INSTRUCTIONS FOR THE TASK —
What is the number of lines in the entries below that include the word "rough"? Provide the number only.

SOURCE RECORDS —
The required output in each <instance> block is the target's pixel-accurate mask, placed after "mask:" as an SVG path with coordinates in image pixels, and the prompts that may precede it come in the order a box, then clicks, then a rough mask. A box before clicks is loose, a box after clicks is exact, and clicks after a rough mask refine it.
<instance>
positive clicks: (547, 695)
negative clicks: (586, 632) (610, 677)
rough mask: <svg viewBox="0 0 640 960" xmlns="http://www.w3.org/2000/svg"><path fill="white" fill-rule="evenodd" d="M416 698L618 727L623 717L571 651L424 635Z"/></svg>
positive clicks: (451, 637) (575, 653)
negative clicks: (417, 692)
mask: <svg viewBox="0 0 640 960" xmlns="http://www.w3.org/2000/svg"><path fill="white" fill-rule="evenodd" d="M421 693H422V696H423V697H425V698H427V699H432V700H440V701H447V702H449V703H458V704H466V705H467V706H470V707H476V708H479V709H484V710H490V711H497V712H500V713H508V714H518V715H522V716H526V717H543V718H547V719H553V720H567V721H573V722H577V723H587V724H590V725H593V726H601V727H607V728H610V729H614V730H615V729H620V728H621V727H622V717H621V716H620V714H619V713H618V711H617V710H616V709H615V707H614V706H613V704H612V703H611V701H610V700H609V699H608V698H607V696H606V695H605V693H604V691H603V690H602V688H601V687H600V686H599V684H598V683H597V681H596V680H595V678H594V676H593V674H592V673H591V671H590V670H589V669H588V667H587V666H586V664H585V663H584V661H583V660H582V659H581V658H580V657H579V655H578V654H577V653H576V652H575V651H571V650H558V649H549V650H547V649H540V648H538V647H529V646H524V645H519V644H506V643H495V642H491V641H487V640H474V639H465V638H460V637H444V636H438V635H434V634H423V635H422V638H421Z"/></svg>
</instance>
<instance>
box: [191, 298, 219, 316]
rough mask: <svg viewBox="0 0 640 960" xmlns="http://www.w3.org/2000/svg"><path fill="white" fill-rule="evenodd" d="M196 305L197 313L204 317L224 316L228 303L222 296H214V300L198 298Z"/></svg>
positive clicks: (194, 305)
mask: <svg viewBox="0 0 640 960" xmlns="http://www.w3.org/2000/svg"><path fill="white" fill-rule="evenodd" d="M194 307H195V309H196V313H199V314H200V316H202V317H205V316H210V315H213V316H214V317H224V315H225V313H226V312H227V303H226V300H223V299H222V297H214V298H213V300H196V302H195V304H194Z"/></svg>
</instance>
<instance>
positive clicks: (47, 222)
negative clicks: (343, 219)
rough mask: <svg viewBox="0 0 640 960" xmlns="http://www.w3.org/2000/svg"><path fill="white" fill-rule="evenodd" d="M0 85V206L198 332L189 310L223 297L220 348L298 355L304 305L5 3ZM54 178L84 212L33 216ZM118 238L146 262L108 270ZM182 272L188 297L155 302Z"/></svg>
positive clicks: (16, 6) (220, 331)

REPLY TO THE TASK —
4